GreenSTEMS aims to spread the sustainability message as far as possible and what better way to get people interested than space?
The UK Space Agency organised an outreach event for the general public at the University of York on November 6th to coincide with Tim Peake speaking in York . There were a range of talks and activities available, from learning about space missions to launching rockets.
At the greenSTEMS stall we were interested in ‘Sustainability in Space’. The main feature was a Winogradsky column which attracted disgust and delight in equal measure (see left). For those who aren’t familiar with the Winogradsky column, it is a clear plastic tube, sealed and kept completely airtight. Inside are pond mud and water, paper, eggshells, and egg yolk. When placed in sunlight and left to their own devices the bacteria in the column form a self-sustaining system, separating out into layers depending on the different nutrients they use.
+ + +
(Tasks):
(a) Answer these questions using the passage about the greenSTEMS stall, one answer per line:
(i) Where was the UK Space Agency outreach event held, and on what date?
(ii) What theme was the greenSTEMS stall interested in?
(iii) According to the passage, what do the bacteria's layers in the column depend on?
(b) List every material that the passage about the greenSTEMS stall says is inside the Winogradsky column.
(c) Carry on the passage about the greenSTEMS stall, picking up right after its final sentence.

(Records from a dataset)
+ + +
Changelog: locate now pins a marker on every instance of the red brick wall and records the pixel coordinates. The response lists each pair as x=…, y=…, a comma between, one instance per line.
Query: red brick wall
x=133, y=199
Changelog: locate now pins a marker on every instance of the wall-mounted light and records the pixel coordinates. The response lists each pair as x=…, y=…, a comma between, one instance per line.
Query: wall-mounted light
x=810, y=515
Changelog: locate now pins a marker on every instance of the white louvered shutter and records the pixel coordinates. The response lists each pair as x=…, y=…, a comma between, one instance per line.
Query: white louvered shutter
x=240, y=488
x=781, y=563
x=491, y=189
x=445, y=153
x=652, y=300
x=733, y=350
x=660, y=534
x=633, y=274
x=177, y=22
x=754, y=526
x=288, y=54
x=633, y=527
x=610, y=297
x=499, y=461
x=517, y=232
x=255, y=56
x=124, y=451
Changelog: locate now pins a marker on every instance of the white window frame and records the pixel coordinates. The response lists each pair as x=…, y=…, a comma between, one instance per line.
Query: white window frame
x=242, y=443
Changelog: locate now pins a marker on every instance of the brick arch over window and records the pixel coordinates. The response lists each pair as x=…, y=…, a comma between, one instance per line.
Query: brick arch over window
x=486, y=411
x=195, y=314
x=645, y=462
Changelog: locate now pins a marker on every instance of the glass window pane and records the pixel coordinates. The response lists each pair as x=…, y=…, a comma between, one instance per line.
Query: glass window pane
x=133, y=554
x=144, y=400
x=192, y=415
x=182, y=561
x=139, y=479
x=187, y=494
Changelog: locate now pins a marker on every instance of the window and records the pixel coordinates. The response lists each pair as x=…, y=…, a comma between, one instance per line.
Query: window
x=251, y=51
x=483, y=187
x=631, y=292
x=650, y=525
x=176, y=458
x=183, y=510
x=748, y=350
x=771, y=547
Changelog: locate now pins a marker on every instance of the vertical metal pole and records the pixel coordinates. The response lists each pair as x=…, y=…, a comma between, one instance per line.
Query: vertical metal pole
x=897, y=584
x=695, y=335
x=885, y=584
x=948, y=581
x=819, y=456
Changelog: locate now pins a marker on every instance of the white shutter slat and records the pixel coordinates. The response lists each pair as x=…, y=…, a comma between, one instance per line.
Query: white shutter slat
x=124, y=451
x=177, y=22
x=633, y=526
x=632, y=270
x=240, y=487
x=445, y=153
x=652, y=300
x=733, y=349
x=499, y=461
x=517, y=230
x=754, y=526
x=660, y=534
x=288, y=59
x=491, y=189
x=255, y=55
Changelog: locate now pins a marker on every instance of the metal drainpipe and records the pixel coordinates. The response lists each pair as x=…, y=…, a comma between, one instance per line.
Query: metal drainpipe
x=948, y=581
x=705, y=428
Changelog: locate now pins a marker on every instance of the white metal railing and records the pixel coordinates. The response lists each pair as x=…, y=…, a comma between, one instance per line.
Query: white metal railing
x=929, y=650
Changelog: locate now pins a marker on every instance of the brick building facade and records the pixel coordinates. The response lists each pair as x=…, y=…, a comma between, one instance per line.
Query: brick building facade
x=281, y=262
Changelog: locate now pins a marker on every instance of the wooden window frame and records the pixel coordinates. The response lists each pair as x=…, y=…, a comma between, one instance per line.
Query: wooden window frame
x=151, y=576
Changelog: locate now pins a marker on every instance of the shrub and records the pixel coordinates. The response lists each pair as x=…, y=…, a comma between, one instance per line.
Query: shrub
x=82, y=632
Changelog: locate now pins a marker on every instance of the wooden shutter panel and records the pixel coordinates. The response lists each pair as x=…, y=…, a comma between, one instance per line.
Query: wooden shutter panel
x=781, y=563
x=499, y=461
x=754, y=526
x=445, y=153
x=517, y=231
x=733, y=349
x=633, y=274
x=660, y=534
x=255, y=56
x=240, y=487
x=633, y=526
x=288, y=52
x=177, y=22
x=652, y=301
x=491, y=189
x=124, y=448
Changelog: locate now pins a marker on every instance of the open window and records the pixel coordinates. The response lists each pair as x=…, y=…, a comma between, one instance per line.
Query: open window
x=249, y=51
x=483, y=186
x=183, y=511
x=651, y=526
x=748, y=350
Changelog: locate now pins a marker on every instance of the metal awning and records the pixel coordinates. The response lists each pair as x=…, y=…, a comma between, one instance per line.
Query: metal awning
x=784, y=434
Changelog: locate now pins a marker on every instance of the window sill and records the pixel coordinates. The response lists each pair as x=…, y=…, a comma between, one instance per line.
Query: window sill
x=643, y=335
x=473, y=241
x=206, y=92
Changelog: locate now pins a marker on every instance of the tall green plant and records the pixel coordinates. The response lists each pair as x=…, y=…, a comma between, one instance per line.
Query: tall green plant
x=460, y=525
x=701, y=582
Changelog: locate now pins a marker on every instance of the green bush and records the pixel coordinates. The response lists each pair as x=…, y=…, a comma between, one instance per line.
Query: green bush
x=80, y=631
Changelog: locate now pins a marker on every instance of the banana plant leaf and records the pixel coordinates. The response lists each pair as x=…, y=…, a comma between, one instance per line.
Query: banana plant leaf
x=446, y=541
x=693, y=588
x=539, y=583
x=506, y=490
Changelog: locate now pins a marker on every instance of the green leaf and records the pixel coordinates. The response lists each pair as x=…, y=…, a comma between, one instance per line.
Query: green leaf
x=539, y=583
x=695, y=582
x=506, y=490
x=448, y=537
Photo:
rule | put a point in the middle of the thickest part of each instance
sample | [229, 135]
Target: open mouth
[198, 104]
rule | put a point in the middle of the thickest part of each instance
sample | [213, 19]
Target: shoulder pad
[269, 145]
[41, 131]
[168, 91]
+ + +
(Answers to the problems):
(a)
(i) The event was held at the University of York on November 6th.
(ii) The theme was 'Sustainability in Space'.
(iii) The layers depend on the different nutrients the bacteria use.

(b)
- Pond mud
- Water
- Paper
- Eggshells
- Egg yolk

(c)
We used the concept of being self-sustaining to get people thinking about how space ships need to operate as a closed system – what is waste and what is a resource when you’re travelling in space?
We also asked the public to guess which everyday technologies, such as Velcro and mobile phone cameras, had come from space. Many people were aware of how much technology used in day to day life was invented as a result of space travel but some items, including biro pens, which weren’t invented for use in space caused some debate.
It was a delight to see parents as excited by the event as the children. Thanks to all the volunteers who helped with set up and manning the stand on the day!